#### Trecho do documento:
━━━
A Suíça dá adeus a 80 anos de sigilo bancário
EL PAÍS Rodrigo
Carrizo Couto7 horas atrás 23/01/2017
A. Wiegmann Fachada da sede do banco suíço UBS em
Zurique.
Desde 1 de janeiro os bancos suíços começaram a recompilar
informações sobre as contas de seus clientes estrangeiros para começar a lançar
alguma luz sobre um sistema bancário opaco, que se movimenta há quase oitenta
anos em uma densa névoa que permitiu ocultar
grandes patrimônios do fisco dos países do restante do mundo.
MAIS INFORMAÇÕES
A Suíça concordou em 2014 em se unir ao processo de troca automática de informações financeiras
e fiscais promovido pela OCDE.
Um protocolo que entra em vigor este ano e que a
obrigará a partir de 2018 a intercambiar os dados bancários com uma centena de
países signatários.
Um passo que acabará com o lendário sigilo bancário suíço.
Terminará, assim, um sistema que permitiu ao país helvético monopolizar 25% do
patrimônio estrangeiro nas arcas de alguns de seus mais de 250 bancos de
Genebra e Berna.
━━━
#### Dados apresentados:
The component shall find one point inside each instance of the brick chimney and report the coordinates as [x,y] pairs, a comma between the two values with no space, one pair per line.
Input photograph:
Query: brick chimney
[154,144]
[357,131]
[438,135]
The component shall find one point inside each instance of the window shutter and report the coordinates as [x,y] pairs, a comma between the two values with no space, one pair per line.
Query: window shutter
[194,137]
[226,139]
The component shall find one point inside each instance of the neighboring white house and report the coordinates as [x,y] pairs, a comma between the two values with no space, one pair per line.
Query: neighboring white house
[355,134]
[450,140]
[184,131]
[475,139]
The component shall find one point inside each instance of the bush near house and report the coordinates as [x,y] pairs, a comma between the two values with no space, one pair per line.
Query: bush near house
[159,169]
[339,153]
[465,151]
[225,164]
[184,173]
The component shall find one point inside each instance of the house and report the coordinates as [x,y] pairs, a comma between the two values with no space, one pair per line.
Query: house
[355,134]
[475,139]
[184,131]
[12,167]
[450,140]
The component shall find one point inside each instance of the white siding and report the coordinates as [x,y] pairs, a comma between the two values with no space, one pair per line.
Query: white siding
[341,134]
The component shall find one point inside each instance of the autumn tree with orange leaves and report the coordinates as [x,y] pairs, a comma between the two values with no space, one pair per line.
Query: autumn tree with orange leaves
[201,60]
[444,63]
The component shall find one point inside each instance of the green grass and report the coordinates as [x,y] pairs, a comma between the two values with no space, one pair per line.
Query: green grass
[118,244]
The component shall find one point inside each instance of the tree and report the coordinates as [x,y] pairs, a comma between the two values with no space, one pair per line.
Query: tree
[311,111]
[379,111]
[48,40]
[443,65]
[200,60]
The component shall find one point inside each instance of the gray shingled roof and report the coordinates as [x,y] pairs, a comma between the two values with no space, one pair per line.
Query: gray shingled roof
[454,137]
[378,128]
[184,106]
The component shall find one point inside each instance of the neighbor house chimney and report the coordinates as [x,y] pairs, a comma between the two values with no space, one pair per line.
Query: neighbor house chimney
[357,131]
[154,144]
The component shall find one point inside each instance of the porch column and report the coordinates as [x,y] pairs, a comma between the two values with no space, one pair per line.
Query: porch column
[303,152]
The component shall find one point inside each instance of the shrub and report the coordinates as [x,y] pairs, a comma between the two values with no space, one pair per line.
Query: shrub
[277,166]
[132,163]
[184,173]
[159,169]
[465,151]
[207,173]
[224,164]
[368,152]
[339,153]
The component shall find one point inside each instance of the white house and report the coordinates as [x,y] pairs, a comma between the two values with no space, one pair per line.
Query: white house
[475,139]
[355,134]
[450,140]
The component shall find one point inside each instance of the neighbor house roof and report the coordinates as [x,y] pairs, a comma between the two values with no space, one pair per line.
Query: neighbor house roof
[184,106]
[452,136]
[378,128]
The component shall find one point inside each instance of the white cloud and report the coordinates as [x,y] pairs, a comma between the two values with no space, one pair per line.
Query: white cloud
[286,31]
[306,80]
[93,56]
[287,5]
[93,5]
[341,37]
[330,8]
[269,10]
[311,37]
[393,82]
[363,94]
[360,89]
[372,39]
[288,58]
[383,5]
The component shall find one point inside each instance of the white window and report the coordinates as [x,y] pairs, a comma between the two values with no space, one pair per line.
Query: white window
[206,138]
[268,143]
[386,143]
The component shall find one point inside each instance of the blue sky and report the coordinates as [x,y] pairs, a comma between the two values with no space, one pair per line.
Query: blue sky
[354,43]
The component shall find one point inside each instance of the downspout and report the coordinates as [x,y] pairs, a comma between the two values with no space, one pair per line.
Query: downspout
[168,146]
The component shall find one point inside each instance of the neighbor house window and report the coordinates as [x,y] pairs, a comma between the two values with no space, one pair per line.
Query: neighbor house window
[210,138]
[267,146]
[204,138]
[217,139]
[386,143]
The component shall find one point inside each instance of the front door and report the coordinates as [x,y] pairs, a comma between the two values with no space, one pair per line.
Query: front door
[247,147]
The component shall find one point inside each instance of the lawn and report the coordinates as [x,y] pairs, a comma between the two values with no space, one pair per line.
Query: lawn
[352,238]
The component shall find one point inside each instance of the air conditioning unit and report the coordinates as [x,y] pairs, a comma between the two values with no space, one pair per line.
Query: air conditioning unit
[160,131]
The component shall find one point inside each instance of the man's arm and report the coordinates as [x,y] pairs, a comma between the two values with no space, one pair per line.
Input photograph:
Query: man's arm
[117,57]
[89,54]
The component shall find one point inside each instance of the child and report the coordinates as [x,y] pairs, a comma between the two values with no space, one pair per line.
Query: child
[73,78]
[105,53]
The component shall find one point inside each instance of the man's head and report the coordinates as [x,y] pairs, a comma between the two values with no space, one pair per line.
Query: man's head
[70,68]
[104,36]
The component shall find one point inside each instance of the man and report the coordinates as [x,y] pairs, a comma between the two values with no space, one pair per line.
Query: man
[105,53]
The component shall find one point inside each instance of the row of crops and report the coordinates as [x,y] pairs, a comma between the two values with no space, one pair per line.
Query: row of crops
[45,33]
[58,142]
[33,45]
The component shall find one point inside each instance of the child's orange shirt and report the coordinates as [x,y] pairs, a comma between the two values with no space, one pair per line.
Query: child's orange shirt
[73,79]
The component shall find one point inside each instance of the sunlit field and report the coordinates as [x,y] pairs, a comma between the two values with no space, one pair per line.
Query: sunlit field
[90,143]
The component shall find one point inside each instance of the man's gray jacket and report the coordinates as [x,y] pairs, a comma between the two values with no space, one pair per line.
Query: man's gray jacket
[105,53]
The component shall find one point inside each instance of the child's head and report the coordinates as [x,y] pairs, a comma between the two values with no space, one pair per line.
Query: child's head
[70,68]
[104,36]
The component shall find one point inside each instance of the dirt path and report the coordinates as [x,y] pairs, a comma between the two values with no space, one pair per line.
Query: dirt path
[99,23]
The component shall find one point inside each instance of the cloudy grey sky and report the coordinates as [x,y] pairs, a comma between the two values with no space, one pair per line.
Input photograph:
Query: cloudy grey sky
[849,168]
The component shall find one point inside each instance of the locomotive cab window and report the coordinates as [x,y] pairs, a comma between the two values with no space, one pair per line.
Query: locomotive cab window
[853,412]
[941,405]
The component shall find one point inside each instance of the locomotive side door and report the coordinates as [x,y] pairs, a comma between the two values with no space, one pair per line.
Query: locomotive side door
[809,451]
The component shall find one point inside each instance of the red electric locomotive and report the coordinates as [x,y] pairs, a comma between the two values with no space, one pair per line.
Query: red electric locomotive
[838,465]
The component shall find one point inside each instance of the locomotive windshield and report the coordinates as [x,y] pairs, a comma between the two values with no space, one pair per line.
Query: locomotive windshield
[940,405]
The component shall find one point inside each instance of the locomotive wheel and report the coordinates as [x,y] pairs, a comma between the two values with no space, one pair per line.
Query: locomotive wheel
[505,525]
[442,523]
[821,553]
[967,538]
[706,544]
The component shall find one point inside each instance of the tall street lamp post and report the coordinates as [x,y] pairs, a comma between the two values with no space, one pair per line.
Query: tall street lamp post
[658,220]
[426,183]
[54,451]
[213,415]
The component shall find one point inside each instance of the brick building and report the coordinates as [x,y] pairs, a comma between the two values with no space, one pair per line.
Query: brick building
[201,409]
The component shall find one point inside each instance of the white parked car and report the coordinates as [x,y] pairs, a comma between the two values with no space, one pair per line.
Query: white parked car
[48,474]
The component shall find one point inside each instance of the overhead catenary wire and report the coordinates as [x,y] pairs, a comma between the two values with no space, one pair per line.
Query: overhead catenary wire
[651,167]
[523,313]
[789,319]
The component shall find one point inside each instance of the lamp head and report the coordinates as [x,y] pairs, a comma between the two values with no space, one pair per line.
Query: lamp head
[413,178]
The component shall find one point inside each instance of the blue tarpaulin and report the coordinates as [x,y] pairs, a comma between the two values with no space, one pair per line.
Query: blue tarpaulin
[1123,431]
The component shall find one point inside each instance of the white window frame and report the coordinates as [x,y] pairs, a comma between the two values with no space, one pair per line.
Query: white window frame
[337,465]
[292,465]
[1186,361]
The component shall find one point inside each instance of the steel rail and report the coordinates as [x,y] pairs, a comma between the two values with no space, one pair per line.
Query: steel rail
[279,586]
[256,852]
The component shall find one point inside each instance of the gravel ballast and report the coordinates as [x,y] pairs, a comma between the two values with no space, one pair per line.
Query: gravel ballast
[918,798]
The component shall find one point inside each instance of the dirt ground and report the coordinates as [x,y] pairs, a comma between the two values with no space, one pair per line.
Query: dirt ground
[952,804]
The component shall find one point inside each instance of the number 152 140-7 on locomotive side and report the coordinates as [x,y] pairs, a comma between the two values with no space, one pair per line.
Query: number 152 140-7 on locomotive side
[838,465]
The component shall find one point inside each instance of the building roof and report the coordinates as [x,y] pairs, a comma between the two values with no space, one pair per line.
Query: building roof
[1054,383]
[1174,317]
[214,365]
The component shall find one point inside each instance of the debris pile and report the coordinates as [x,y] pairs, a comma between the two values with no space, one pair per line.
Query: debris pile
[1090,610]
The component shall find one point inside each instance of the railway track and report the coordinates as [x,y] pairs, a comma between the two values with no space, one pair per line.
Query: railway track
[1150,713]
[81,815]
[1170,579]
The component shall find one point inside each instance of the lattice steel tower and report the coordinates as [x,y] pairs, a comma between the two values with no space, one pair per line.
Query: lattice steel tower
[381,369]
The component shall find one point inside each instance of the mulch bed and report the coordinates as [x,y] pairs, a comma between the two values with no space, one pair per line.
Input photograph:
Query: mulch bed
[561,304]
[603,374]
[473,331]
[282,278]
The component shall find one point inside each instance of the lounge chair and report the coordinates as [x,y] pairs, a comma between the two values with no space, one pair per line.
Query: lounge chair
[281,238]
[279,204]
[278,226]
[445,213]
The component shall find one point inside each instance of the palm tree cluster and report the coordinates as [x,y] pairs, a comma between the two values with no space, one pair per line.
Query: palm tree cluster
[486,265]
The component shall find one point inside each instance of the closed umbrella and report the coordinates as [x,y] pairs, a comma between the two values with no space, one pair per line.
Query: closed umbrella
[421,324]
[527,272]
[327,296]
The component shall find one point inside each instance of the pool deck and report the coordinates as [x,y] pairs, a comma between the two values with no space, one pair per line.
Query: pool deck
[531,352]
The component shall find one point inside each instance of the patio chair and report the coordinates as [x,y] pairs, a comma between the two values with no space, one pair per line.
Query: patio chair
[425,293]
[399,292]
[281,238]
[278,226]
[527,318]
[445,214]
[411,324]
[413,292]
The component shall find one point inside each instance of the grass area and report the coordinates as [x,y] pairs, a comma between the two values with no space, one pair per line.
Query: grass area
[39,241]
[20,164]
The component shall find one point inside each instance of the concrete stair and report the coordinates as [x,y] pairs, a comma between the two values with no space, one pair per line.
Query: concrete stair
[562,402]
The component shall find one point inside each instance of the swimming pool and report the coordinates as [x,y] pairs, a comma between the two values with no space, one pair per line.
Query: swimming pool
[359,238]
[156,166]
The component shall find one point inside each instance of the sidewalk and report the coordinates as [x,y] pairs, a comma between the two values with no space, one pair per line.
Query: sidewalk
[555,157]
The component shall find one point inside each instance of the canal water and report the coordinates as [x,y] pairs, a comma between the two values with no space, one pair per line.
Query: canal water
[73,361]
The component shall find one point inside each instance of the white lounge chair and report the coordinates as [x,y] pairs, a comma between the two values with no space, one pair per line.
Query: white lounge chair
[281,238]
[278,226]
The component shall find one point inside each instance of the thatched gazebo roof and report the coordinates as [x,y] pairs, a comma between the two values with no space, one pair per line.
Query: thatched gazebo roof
━━━
#### Tarefas escritas:
A - Resuma em duas frases a notícia sobre o sigilo bancário suíço.
B - Dê prosseguimento à notícia sobre o sigilo bancário suíço a partir do ponto em que ela para.
A listagem não tem nenhum papel no que se pede aqui.

#### Respostas:
A - Desde 1 de janeiro, os bancos suíços começaram a recompilar informações sobre as contas de seus clientes estrangeiros, em razão do processo de troca automática de informações financeiras e fiscais promovido pela OCDE, ao qual a Suíça concordou em se unir em 2014. O protocolo, que entra em vigor este ano, obrigará o país a partir de 2018 a intercambiar dados bancários com uma centena de países signatários, pondo fim ao lendário sigilo bancário suíço e ao sistema que lhe permitiu monopolizar 25% do patrimônio estrangeiro.

B -
Com este procedimento ficarão para trás oitenta anos de
opacidade, de um sistema que permitia a evasão
fiscal e garantia a segurança e o anonimato para milionários e
poderosos do mundo todo.
A Suíça começou a se tornar um paraíso fiscal em
meados dos anos 20 do século passado, quando a França estabeleceu um imposto
sobre a renda de até 75% para combater os efeitos da Grande Recessão.
Ao mesmo
tempo houve uma fuga de capitais da Alemanha para evitar o pagamento das
reparações da Primeira Guerra Mundial, segundo relata Nicholas Shaxson em um
formidável livro sobre os paraísos fiscais, Tresure Islands (as ilhas
do tesouro).
Poucos anos depois, as autoridades suíças aprovaram, em 1934, a
Lei dos Bancos, que regulava o sigilo bancário e punia sua violação.
Entre 1920
e 1938, o patrimônio estrangeiro depositado nos bancos se multiplicou por dez,
segundo conta Gabriel Zucman em A Riqueza Oculta das Nações.
Hoje o setor financeiro suíço é dos mais prósperos do mundo.
Suas instituições estenderam seus tentáculos por todo o planeta. E estão
preparadas para a transição para a transparência fiscal.
Mas o acordo promovido
pela OCDE permite algumas condições. A entrega dos dados será confidencial e
somente podem ser usados para efeitos fiscais.
Até agora, a Suíça só
compartilhava informações sobre contras se fossem solicitadas por países com os
quais tivesse firmado convênios de dupla imposição, mas nem sequer nesses casos
a cooperação era fácil e fluida.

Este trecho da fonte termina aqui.